### To-do list
- a) Summarize the text on verbal agreements in two sentences.
- b) In the text on verbal agreements, what might a collaborator do if a song pops off?
- c) Please pick up the text on verbal agreements after its final sentence and keep writing.

### Text shown
****************
Verbal Agreements

At the dawn of our careers, we often don’t have easily accessible legal counsel. In the absence of lawyers to make hard wired contracts, we might fall back on verbal agreements with peers: “I’ll do production in exchange for half of the master” or something of that ilk. Verbal agreements feel mutually binding and, more often than not, we can expect our peers to adhere to the ethical constraints of these loose contracts.

That said, without a signed agreement you risk the introduction of sticky situations. If a song pops off, one of your collaborators may refute claims of a verbal agreement and fight for a higher percentage. New team members may attempt to sideline an artist’s former creative partners and renegotiate deals made prior to an artists success. A successful song may cause an artist to dispense with master agreements entirely if they were made verbally. All that to say, you are doing yourself a disservice if you rely on verbal agreements to protect you in your career.
****************
### Dataset section

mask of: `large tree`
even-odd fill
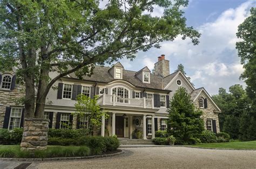
[[[82,78],[93,64],[132,59],[179,35],[199,43],[200,34],[187,27],[180,10],[187,0],[109,1],[102,8],[99,1],[1,1],[0,69],[21,65],[25,117],[43,117],[49,90],[71,72]],[[152,16],[158,7],[165,9],[163,16]],[[58,75],[51,79],[51,71]]]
****************
### Expected outputs
- a) Early in their careers, people often lack easy access to lawyers, so they may rely on verbal agreements with peers, which usually feel binding and are generally honored. Without a signed agreement, though, disputes can arise when a song succeeds, so relying on verbal agreements for protection does you a disservice.

- b) They may refute claims of a verbal agreement and fight for a higher percentage.

- c)
While I reject cynicism in favor of optimism, we cannot always rely on our collaborators to act in accordance with the verbal agreements we have set. Sometimes, they may misunderstand the terms we set out verbally. Other times, they may act more maliciously to undermine deals. Its been said to one million artists and songwriters before but I’ll repeat it here: get it in writing.


Obviously, I’d recommend getting a good music lawyer who can help you with the legalese. But, if you are not in a position where you can afford these services you still have options. Agree to publishing splits over e-mail. Draw up a rudimentary contract explaining terms. Record the verbal agreement on an iPhone notes app. Literally do anything you can to have a recorded version of events. Doing so will ensure a certain degree of safety and hopefully stave on sticky situations that could interfere with your creative relationships.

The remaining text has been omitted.